What the task requires » Update the lines below by replacing every "component" with "module" and leaving all other wording as it is. Leave the pictures out of your answer.

>> BEGIN Data shown

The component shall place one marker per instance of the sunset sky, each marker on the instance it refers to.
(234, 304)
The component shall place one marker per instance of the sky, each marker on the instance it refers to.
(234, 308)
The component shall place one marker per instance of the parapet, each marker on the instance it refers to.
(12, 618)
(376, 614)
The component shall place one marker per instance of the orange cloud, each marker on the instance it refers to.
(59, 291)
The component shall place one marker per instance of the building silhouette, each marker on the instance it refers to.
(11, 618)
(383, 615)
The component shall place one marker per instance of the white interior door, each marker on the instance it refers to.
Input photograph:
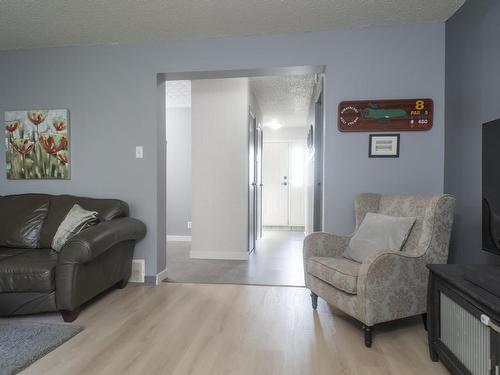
(275, 195)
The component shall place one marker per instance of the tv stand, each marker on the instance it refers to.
(463, 320)
(484, 276)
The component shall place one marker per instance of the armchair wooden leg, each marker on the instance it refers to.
(424, 320)
(70, 316)
(314, 300)
(122, 284)
(368, 335)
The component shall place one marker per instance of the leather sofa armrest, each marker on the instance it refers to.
(94, 241)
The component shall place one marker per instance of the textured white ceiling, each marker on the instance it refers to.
(178, 94)
(284, 99)
(47, 23)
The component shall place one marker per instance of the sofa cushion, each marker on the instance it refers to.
(60, 205)
(21, 219)
(27, 270)
(341, 273)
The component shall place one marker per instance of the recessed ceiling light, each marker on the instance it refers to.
(275, 125)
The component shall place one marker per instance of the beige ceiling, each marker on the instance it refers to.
(43, 23)
(284, 99)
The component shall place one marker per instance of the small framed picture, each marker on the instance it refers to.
(384, 146)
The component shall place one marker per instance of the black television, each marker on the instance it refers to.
(491, 187)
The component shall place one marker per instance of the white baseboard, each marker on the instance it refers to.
(156, 279)
(178, 238)
(225, 255)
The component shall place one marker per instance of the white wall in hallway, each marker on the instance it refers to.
(178, 132)
(220, 168)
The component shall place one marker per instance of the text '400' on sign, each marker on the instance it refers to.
(385, 115)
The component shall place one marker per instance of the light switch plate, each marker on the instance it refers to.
(139, 152)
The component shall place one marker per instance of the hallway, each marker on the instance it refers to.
(277, 260)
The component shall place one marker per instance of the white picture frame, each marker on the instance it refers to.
(383, 146)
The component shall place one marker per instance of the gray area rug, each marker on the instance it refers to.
(22, 343)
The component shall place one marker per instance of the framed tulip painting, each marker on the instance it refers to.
(37, 144)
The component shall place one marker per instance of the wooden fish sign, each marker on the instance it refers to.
(385, 115)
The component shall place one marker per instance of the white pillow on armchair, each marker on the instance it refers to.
(378, 232)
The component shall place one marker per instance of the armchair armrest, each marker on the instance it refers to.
(321, 244)
(392, 285)
(94, 241)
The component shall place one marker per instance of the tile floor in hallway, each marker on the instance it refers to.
(277, 260)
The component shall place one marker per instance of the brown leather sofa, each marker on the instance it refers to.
(34, 278)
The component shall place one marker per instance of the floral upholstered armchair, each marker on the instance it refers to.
(388, 285)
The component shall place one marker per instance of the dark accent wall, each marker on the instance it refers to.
(472, 98)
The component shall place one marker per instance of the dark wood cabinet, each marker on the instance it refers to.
(463, 322)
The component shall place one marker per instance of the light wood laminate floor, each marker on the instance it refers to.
(199, 329)
(277, 260)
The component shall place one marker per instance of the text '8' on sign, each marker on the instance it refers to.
(386, 115)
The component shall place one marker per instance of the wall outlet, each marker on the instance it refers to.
(138, 271)
(139, 152)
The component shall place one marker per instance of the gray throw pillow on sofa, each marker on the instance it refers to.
(376, 233)
(75, 221)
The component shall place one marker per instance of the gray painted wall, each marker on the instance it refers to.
(115, 104)
(178, 171)
(472, 98)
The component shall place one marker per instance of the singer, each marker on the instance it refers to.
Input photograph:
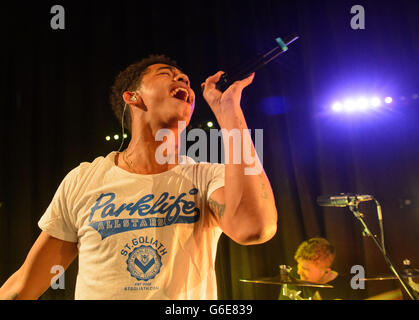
(142, 229)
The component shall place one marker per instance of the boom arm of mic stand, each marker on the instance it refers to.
(380, 223)
(358, 215)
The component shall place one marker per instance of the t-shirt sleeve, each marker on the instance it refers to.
(59, 220)
(217, 178)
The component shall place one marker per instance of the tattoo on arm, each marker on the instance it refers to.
(264, 195)
(217, 208)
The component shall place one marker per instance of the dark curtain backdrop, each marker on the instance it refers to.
(54, 88)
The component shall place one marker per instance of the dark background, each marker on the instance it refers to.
(55, 113)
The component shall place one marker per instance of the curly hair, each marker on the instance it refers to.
(315, 249)
(128, 80)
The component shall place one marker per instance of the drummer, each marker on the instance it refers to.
(314, 260)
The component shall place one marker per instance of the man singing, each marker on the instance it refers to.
(143, 228)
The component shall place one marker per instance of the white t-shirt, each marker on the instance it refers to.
(139, 236)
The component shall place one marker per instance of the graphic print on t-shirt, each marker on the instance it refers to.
(144, 253)
(163, 212)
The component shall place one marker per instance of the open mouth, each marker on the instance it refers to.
(181, 94)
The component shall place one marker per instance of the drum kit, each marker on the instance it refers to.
(284, 278)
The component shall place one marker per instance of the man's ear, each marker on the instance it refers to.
(131, 97)
(134, 99)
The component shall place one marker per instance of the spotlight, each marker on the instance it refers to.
(349, 105)
(337, 107)
(362, 104)
(375, 102)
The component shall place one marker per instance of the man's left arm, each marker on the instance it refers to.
(245, 206)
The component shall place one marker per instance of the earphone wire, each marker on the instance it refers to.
(123, 132)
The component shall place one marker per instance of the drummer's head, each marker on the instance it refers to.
(314, 257)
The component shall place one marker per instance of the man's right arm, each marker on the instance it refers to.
(34, 277)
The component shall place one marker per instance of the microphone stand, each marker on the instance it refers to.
(354, 208)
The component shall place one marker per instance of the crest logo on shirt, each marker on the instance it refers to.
(144, 263)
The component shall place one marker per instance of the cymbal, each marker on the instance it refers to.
(408, 273)
(280, 280)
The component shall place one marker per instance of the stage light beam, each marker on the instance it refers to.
(375, 102)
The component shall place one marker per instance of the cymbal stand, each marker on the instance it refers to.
(354, 209)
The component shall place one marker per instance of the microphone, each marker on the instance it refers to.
(246, 70)
(343, 199)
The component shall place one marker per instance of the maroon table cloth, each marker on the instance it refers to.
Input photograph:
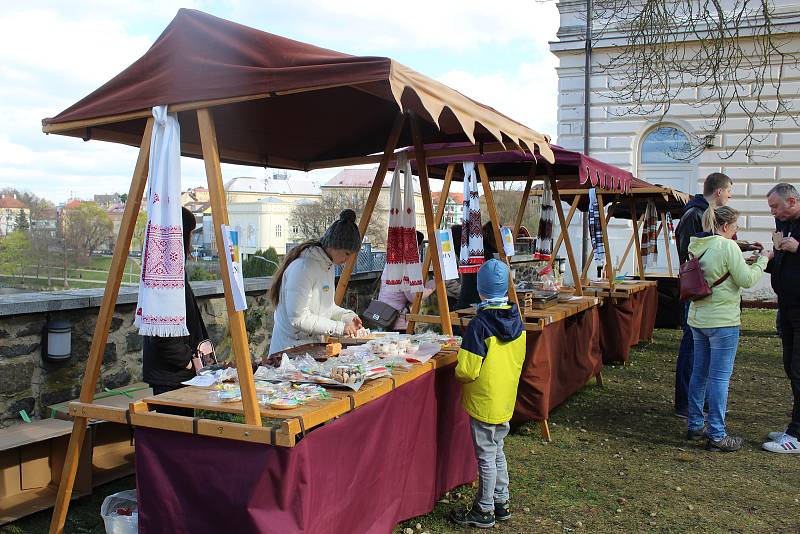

>> END Data shown

Output of the exercise »
The module shall place one marker per instance of the sunset sky, each marker on the instance it refers to.
(234, 304)
The module shall place one marker per instance of the sky, each marker on the instance it refers to.
(234, 308)
The module shall place one marker per instance of the parapet, each marker on the instance it refers to.
(12, 618)
(376, 614)
The module shall place one marker per instance of the orange cloud, each marker on the instance it refers to.
(59, 291)
The module shall place one marker per instance of the building silhouette, each marker on the instance it refers to.
(11, 618)
(383, 615)
The module shall place one marker per instance of the white interior door, each marker on the instance it refers to.
Input photograph:
(275, 195)
The module shall place one marker per instance of the tv stand, each marker on the instance it refers to.
(463, 320)
(484, 276)
The module shall place one marker per instance of the armchair wooden leg, each marker on the instance it refers to.
(424, 320)
(70, 316)
(314, 300)
(122, 284)
(368, 335)
The module shall place one marker per instance of the leather sofa armrest, each marker on the instance it refers to.
(94, 241)
The module shall place one marker per instance of the textured white ceiling, each marker on the instance it refers to.
(178, 94)
(284, 99)
(47, 23)
The module shall place one marker per instance of the sofa cushion, each marker on the instance it refers to.
(60, 205)
(21, 219)
(27, 270)
(341, 273)
The module shall place one marker per instance of the recessed ceiling light, each marker on the instance it refers to.
(275, 125)
The module shall place one marker per instance of the beige ceiling, each marker on the instance it refers to.
(43, 23)
(284, 99)
The module shall place one marker per instance of the small framed picture, each marker on the instance it refers to.
(384, 146)
The module shall place one marker per instance of the black television, each marker on the instance it refers to.
(491, 187)
The module shall place one marker per instance of the white baseboard, each marker on the instance it refers to.
(156, 279)
(178, 238)
(225, 255)
The module shall place one marker per instance of the white wall in hallway, each marker on the instance it refers to.
(178, 132)
(220, 168)
The module shall place one marker per instance of the text '400' on sign, each marker on the instance it refers to.
(385, 115)
The module shall place one marker per instance of the light switch plate, each marker on the instance it refers to.
(139, 152)
The module shall place one marker per instance of the hallway, each marker on the instance it refers to.
(277, 260)
The module shall place one marker per instance of the white picture frame, each marker on the instance it refers to.
(383, 146)
The module shall place one marker per instance of the gray area rug, each marker on the instance it refers to.
(22, 343)
The module shall place one marker per instance of the framed tulip painting, each marker on the instance it refers to.
(37, 144)
The module shall place one marker per instance of the wooden fish sign, each marker on the instance it refers to.
(385, 115)
The module shall place one marker per instance of the white pillow on armchair, each marker on the instance it refers to.
(378, 232)
The module shall place one marker per instance of the armchair armrest, each marker on the instance it refers to.
(321, 244)
(392, 285)
(94, 241)
The module shall place one marker per instance of the tile floor in hallway, each marker on the instance it refers to.
(277, 260)
The module shall place one marker per instance of the brown leather sofa, each marker on the instance it refers to.
(34, 278)
The module shall place one marker per instance of the floral upholstered armchair, each marker on the instance it refers to.
(388, 285)
The module shall place one marker per instance of the dark accent wall, each marker on the instance it refers to.
(472, 98)
The module shall place one marker per instance of the dark wood cabinet, each marker on the instance it refers to.
(463, 322)
The module shall place one marker per instance of the light wood laminate floor, each marker on the instance it refers to.
(199, 329)
(277, 260)
The module shall place one marker per instance of the text '8' on sign, each marker on the instance it refers to.
(386, 115)
The module shall place one marker per instance of the wall outlet, each marker on the instance it refers to.
(138, 271)
(139, 152)
The module shall place one marker per instance of the gray throw pillow on sofa, each marker on the instance it refers to.
(376, 233)
(75, 221)
The module shall place one marker per instance of the gray painted wall, each marker on the instance it refers to.
(115, 104)
(178, 171)
(472, 98)
The module shall place one marker per instance of the singer, each marker on the instance it refers to.
Input photograph:
(142, 229)
The module shall place one marker per instance of the boom arm of mic stand, each marker on the instance it refers to.
(380, 223)
(358, 215)
The module shall place one marker per instance of the t-shirt sleeve, each marker on the instance it refers to.
(59, 220)
(217, 178)
The module shall place one marker per instance of the tattoo on arm, each marker on the instance it refers to.
(264, 195)
(217, 208)
The module shall place one marker per instance of the dark curtain backdrop, each marker on the instance it refers to.
(54, 88)
The module shall place one marker per instance of the dark background, each marker on the instance it refers to.
(55, 113)
The module shall place one marker per instance of the curly hair, each marker on the instance it refers to.
(315, 249)
(128, 80)
The module shall place one marker per instance of the drummer, each marker on the instance it refers to.
(314, 260)
The module shall place one marker per instance of the man singing, each marker on the instance it refers to.
(143, 228)
The module shall place one marker per instance of the white t-shirt, each marker on the instance it refers to.
(139, 236)
The module shall place one marker per instance of the graphic print on t-shirt, each marker on the instance it refers to.
(144, 253)
(163, 212)
The module shall place one marker per instance of the open mouth, each marker on the instance it refers to.
(181, 94)
The module shall place one marker per instance of the drum kit, each marker on the instance it refers to.
(284, 278)
The module shall place one marker per instance of the man's ear, each marker on the instance it refers to.
(131, 97)
(134, 99)
The module shall place one marker per instance of the spotlight, each marker on the instance it refers to.
(349, 105)
(337, 107)
(362, 104)
(375, 102)
The module shall place one marker per instance of the man's left arm, each marker on the instance it refers to.
(245, 206)
The module shall place one marker per instance of the earphone wire, each marker on the instance it refers to.
(123, 132)
The module shall place one marker per instance of the drummer's head, each marker on the instance it refers to.
(314, 257)
The module shall place one marker per instance of the man's right arm, each marker on the instance it refers to.
(34, 277)
The module shall place one marker per instance of the microphone stand, each marker on the instance it refers to.
(354, 208)
The module shall place one marker per instance of the crest logo on shirt, each marker on the instance it refers to.
(144, 263)
The module shall place one marker per instance of the cymbal, each marker on the instance it refers to.
(408, 273)
(280, 280)
The module shall place one marker per instance of the stage light beam, each marker on the instance it refers to.
(375, 102)
The module shall place one marker per instance of the cymbal stand, each marker on the instance it refers to.
(354, 209)
The module shall place one marker per instance of the microphone, each marker on the instance it refers to.
(246, 70)
(343, 199)
The module shall place one marker per instance of the maroon table cloth, each marker on the instance it refers to.
Input photograph:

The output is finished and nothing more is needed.